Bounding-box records
'''

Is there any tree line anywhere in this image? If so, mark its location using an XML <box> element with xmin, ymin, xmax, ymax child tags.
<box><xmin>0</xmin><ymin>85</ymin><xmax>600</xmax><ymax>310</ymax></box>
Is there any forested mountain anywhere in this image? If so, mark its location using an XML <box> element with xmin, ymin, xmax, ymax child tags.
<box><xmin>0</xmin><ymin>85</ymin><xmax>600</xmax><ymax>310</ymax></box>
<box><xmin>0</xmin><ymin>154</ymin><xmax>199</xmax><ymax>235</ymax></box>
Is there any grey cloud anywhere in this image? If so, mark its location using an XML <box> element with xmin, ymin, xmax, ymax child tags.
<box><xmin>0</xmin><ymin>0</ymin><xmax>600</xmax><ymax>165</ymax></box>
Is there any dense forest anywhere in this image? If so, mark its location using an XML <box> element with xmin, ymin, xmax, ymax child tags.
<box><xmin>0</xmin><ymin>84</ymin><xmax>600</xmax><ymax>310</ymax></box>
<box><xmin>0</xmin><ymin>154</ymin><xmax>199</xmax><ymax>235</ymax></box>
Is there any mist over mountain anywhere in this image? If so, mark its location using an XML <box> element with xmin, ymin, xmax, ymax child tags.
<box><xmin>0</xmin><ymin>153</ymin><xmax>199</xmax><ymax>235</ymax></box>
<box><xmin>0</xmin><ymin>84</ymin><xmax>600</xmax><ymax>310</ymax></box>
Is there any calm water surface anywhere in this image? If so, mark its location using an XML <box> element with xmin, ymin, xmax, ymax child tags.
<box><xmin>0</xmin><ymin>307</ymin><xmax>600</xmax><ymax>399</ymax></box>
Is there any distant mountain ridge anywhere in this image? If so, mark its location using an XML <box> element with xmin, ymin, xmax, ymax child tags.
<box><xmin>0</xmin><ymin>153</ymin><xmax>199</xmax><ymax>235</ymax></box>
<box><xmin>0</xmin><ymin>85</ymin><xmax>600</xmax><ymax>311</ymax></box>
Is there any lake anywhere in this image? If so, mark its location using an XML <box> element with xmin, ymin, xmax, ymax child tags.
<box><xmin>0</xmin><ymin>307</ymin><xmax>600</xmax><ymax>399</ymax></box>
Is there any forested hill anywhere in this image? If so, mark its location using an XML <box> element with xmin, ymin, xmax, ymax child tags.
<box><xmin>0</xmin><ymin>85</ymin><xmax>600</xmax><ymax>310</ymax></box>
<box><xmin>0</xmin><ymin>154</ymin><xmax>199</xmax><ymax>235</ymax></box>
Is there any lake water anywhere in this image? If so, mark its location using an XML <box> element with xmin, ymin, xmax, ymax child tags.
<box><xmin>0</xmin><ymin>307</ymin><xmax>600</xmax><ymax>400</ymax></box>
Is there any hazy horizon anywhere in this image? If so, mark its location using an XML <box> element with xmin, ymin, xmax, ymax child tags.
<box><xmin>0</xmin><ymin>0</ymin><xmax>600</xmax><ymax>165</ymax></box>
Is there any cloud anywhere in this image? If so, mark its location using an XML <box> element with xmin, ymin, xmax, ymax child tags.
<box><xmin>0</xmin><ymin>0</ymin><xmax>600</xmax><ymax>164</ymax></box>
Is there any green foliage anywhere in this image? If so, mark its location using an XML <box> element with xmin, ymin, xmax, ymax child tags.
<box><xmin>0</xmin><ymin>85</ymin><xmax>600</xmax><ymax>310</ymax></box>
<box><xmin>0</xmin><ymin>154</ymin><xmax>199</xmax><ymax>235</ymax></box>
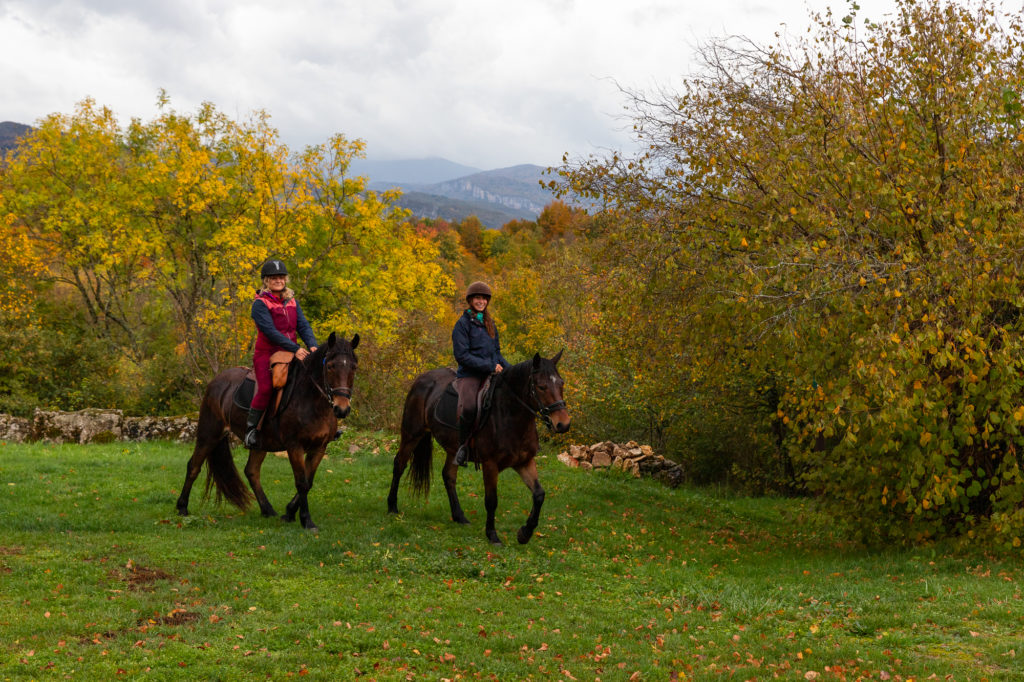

'''

▶ YOUR INSTRUCTIONS
Could you output the listing above as a numbered list, leaving out blank lines and the pictures?

▶ TASK RESPONSE
1. Is there any tree line anywhere in this image? If so, mark its location using an XML <box> element with xmin, ymin, xmax, ymax child tags.
2. <box><xmin>0</xmin><ymin>85</ymin><xmax>600</xmax><ymax>310</ymax></box>
3. Is there any forested mountain anywhere in this image? If so, mark its location using an XML <box> element with xmin, ymin, xmax, ymax child tags.
4. <box><xmin>0</xmin><ymin>85</ymin><xmax>600</xmax><ymax>310</ymax></box>
5. <box><xmin>0</xmin><ymin>154</ymin><xmax>199</xmax><ymax>235</ymax></box>
6. Is there any grey cloud anywhere in this image? If so, mark its location using an XML <box> element with xmin, ymin, xmax, ymax child tags.
7. <box><xmin>0</xmin><ymin>0</ymin><xmax>600</xmax><ymax>165</ymax></box>
8. Is there any dense forest anywhere in this image? If so, mark its location using an XML <box> element with xmin, ymin, xmax, ymax child tags.
9. <box><xmin>0</xmin><ymin>84</ymin><xmax>600</xmax><ymax>310</ymax></box>
10. <box><xmin>0</xmin><ymin>154</ymin><xmax>199</xmax><ymax>235</ymax></box>
11. Is there any mist over mountain anywhere in this image? If so, mark its location using an XML <box> element with xmin, ymin, xmax, ymax child tags.
12. <box><xmin>0</xmin><ymin>153</ymin><xmax>199</xmax><ymax>235</ymax></box>
13. <box><xmin>0</xmin><ymin>84</ymin><xmax>600</xmax><ymax>310</ymax></box>
14. Is there any calm water surface anywhere in this image? If so, mark its location using an XML <box> element with xmin, ymin, xmax, ymax child tags.
15. <box><xmin>0</xmin><ymin>307</ymin><xmax>600</xmax><ymax>399</ymax></box>
16. Is there any distant mountain ridge anywhere in this image? If so, mark its location using an XML <box> element with xmin, ymin, xmax, ymax child tags.
17. <box><xmin>0</xmin><ymin>153</ymin><xmax>199</xmax><ymax>235</ymax></box>
18. <box><xmin>0</xmin><ymin>85</ymin><xmax>600</xmax><ymax>311</ymax></box>
19. Is there any lake anywhere in this image? If so, mark its location using an XML <box> element with xmin, ymin, xmax, ymax child tags.
20. <box><xmin>0</xmin><ymin>307</ymin><xmax>600</xmax><ymax>399</ymax></box>
21. Is there any forested hill anywhere in this image? If so, mark its location using an XML <box> element with xmin, ymin, xmax, ymax child tags.
22. <box><xmin>0</xmin><ymin>85</ymin><xmax>600</xmax><ymax>310</ymax></box>
23. <box><xmin>0</xmin><ymin>154</ymin><xmax>199</xmax><ymax>235</ymax></box>
24. Is there any lake water anywhere in this image? If so, mark its location using an XML <box> element with xmin, ymin, xmax, ymax child tags.
25. <box><xmin>0</xmin><ymin>307</ymin><xmax>600</xmax><ymax>400</ymax></box>
26. Is there any hazy horizon anywhere in this image? If so, mark its location using an XML <box> element with xmin, ymin, xmax, ymax child tags.
27. <box><xmin>0</xmin><ymin>0</ymin><xmax>600</xmax><ymax>165</ymax></box>
28. Is there any cloud anywhere in this image? If so, mark its location using an XML <box> element with xmin, ymin, xmax, ymax child tags.
29. <box><xmin>0</xmin><ymin>0</ymin><xmax>600</xmax><ymax>164</ymax></box>
30. Is there any green foliage anywhere in this image? If so, mark its location using an XML <box> element with xmin, ymin, xmax, ymax child tags.
31. <box><xmin>0</xmin><ymin>85</ymin><xmax>600</xmax><ymax>310</ymax></box>
32. <box><xmin>0</xmin><ymin>154</ymin><xmax>199</xmax><ymax>235</ymax></box>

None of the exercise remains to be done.